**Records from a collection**
***
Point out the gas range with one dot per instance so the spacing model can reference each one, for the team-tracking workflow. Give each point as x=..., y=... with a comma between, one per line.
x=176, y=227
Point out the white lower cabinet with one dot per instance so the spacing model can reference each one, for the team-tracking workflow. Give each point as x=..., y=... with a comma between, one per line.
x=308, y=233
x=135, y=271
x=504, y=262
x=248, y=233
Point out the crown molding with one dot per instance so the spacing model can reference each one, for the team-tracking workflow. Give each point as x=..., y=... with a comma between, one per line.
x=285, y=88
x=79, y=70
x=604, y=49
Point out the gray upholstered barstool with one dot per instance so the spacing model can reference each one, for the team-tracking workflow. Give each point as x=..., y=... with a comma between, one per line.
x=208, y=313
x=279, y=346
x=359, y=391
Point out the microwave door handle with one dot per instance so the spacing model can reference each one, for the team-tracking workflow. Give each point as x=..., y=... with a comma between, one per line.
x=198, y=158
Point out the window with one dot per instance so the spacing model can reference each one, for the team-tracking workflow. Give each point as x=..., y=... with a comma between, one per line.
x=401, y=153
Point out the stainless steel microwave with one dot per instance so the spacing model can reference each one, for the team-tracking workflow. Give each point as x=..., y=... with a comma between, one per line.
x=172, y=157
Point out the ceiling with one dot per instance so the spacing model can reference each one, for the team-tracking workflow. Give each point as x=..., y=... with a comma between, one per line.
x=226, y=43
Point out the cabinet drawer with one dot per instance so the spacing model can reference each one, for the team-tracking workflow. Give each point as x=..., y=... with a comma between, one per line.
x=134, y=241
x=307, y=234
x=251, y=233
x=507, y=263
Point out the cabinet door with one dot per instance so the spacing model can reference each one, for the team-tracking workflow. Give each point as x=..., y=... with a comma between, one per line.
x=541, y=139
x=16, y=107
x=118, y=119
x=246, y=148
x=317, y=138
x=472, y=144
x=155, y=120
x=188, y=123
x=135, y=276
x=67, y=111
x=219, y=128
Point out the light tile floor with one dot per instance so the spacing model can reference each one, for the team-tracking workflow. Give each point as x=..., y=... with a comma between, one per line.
***
**Directive**
Could you update the records starting at the beginning and ending at the line containing "x=604, y=49", replacing "spacing model" with "layout model" and leaving everything else unchanged?

**Solution**
Point out the gas range with one dot per instance so the layout model can reference each one, for the team-tracking workflow. Give each point as x=..., y=... with a comma between, one per line.
x=176, y=227
Point out the white lower cabinet with one dot per instance so the layout model can reference each one, for the team-tracking workflow. Give each point as x=..., y=... with a comma between, one per line.
x=308, y=233
x=135, y=271
x=504, y=262
x=248, y=233
Point out the crown molding with one dot per instance so the layout model can reference each one, for the team-tracking workflow. Give each point as x=..., y=... with a comma between, one per line.
x=285, y=88
x=79, y=70
x=604, y=49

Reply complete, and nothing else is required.